White light microscope

Abstract:
Silver nanoparticles that can generate white light could improve microscopy in research into cancer and bone diseases according to a paper in the March issue of Nano Letters.

Optical microscopy is commonly thought to use optical transmission measurements, whereas most modern microscopists working with contemporary high-resolution microscopes use fluorescence. But, fluorescence has its limitations.

Powerful as it is, fluorescence microscopy has a fatal flaw - the need to treat any specimen with fluorescent dyes or stains. The application of these dyes often alters or harms tissues and can kill living cells. So, although fluorescence microscopy is unsurpassed in acquisition speed and spatial resolution it is severely limited in this sense.

John Lupton and colleagues, Debansu Chaudhuri, Jeremy Galushs, Manfred Walter, Nicholas Borys, and Michael Bartl in the Department of Physics and Department of Chemistry, at the University of Utah, Salt Lake City, hope to circumvent this problem without resorting to old-style microscopy.

### [About this exercise]
Pick up the article above on the white light microscope after its final sentence and continue it in the same plain style.

### [Provided information]
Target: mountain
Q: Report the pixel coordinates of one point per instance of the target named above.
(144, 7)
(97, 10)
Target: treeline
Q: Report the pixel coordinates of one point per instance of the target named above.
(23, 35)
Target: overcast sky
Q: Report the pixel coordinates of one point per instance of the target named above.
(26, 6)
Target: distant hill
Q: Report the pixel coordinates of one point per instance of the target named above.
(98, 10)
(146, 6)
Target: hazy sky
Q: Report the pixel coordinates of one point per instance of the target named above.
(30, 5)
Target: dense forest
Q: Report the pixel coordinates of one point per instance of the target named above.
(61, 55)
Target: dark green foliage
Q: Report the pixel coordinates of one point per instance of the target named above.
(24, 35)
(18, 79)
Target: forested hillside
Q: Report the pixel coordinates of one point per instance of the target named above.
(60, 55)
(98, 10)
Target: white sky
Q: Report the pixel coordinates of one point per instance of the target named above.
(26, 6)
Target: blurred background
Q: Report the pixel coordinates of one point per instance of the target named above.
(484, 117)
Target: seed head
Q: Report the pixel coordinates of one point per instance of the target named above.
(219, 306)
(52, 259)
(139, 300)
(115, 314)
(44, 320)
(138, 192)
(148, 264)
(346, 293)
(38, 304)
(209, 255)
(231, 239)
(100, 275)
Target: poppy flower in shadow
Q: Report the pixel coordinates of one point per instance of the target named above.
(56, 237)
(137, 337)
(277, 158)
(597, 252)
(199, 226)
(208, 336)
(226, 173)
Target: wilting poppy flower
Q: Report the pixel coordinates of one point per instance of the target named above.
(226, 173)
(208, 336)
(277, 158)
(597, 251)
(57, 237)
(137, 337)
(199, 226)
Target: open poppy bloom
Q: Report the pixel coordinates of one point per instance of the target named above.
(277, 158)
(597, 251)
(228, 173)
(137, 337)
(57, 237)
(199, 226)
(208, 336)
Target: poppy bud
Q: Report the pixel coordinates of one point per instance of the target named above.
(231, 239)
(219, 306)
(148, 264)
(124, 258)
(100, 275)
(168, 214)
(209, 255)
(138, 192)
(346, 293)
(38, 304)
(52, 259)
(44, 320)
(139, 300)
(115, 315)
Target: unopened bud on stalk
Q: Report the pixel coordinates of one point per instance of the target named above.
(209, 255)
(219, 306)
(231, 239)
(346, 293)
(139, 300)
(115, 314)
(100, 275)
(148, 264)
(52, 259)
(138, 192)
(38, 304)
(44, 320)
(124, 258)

### [Answer for the task]
They have worked clusters of silver nanoparticles. Silver nanoparticle films have been used for single molecule surface-enhanced Raman scattering (SERS) studies before with one- or two-photon excitation. They can thus act as a tuneable beacon of light for transmission microscopy carried out at resolutions below the diffraction limit. This limit normally stymies conventional microscopy. The researchers suggest that their success could allow researchers to investigate cancerous tissues, diseased bone and other diffuse materials in unprecedented detail and without dyes to damage the sample.